What is asked: Render each line of the entries below as a Markdown table with the columns n and Line. Put the row number under n and skip any blank lines.

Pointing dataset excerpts
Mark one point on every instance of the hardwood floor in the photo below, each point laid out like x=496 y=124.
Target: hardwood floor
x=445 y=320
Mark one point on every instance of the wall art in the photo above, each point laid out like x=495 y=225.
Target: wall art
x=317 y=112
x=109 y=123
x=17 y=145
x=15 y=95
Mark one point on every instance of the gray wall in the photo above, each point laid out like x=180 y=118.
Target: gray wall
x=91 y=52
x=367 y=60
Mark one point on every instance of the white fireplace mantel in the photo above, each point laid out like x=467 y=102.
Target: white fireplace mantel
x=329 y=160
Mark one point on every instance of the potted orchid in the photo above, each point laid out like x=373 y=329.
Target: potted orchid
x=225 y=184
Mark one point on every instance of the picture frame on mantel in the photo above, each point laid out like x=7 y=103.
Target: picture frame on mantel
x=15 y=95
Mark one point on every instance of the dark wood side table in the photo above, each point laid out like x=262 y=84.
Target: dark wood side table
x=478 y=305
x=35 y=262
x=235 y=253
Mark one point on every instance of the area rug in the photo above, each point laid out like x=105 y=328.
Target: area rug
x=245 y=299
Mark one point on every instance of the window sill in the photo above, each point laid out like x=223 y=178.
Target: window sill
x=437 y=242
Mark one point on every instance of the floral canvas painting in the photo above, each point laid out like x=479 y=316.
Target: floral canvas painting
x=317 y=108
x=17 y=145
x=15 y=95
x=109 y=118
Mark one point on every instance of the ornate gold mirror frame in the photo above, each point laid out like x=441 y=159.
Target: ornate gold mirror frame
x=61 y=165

Task response:
| n | Line |
|---|---|
| 1 | Mark one point on every instance of the hardwood floor in the photo below, each point laid out like x=496 y=124. |
| 2 | Target: hardwood floor |
| 3 | x=445 y=320 |
| 4 | Mark one point on every instance of the wall art in the photo above, each point laid out like x=495 y=225. |
| 5 | Target: wall art |
| 6 | x=317 y=112 |
| 7 | x=109 y=123 |
| 8 | x=17 y=145 |
| 9 | x=15 y=95 |
| 10 | Mark one point on every instance of the gray wall in the photo above, each point laid out like x=180 y=118. |
| 11 | Target: gray wall |
| 12 | x=91 y=52 |
| 13 | x=367 y=60 |
| 14 | Mark one point on every instance of the white fireplace mantel in the photo above, each point laid out like x=467 y=102. |
| 15 | Target: white fireplace mantel |
| 16 | x=329 y=160 |
| 17 | Mark one point on every instance of the potted orchid in the photo above, each point laid out like x=373 y=329. |
| 18 | Target: potted orchid |
| 19 | x=225 y=184 |
| 20 | Mark one point on every instance of the picture frame on mantel in the photo above, each point laid out like x=7 y=103. |
| 21 | Target: picture frame on mantel |
| 22 | x=15 y=95 |
| 23 | Mark one point on every instance of the dark wood side table in the photo above, each point laid out like x=262 y=84. |
| 24 | Target: dark wood side table |
| 25 | x=478 y=305 |
| 26 | x=35 y=262 |
| 27 | x=235 y=253 |
| 28 | Mark one point on every instance of the area rug in the photo above, each point laid out like x=105 y=328. |
| 29 | Target: area rug |
| 30 | x=245 y=299 |
| 31 | Mark one point on every instance of the window sill in the photo above, each point laid out like x=223 y=178. |
| 32 | Target: window sill |
| 33 | x=437 y=242 |
| 34 | Mark one point on every instance of the floral canvas painting in the photo above, each point laid out like x=479 y=316. |
| 35 | Target: floral canvas painting |
| 36 | x=317 y=108 |
| 37 | x=17 y=145 |
| 38 | x=15 y=95 |
| 39 | x=109 y=118 |
| 40 | Mark one point on every instance of the ornate gold mirror frame in the photo above, each point laid out like x=441 y=159. |
| 41 | Target: ornate gold mirror frame |
| 42 | x=61 y=165 |